# SHORT TASK
Please pull out every line of the material below that contains the word "vegetation". Letter case must match.

Items from a labeling collection
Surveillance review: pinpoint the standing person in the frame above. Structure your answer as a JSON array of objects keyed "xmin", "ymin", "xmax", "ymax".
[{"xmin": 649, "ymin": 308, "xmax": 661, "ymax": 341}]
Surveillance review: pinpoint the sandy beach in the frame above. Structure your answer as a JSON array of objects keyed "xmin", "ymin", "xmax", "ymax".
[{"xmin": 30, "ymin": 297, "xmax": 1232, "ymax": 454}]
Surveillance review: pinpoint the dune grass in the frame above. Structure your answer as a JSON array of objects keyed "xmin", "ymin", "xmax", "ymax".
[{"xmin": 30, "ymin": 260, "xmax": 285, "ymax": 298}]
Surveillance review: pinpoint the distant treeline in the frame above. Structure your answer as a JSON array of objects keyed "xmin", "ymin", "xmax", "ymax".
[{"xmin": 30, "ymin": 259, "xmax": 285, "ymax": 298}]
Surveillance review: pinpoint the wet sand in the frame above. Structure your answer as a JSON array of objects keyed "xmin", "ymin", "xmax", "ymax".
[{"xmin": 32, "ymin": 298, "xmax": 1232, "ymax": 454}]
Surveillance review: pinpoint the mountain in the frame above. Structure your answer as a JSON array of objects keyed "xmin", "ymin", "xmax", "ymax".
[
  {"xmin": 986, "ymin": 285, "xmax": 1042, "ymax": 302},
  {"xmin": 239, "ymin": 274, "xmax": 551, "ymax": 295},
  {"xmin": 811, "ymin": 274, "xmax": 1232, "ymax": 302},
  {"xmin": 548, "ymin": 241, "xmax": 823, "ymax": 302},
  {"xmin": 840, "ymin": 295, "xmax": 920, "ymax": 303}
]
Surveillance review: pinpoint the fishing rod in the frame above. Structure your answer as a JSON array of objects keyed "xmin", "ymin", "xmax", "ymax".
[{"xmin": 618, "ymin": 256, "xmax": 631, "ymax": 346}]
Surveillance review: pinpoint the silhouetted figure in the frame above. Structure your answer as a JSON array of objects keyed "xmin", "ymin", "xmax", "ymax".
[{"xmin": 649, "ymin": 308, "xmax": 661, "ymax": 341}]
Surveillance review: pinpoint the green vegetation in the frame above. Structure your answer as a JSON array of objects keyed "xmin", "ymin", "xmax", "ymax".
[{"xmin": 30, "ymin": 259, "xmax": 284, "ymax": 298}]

# SOLUTION TO THIS PROBLEM
Surveillance review: pinpoint the green vegetation in the frame above. Structure your answer as a JSON array of objects keyed "xmin", "ymin", "xmax", "ymax".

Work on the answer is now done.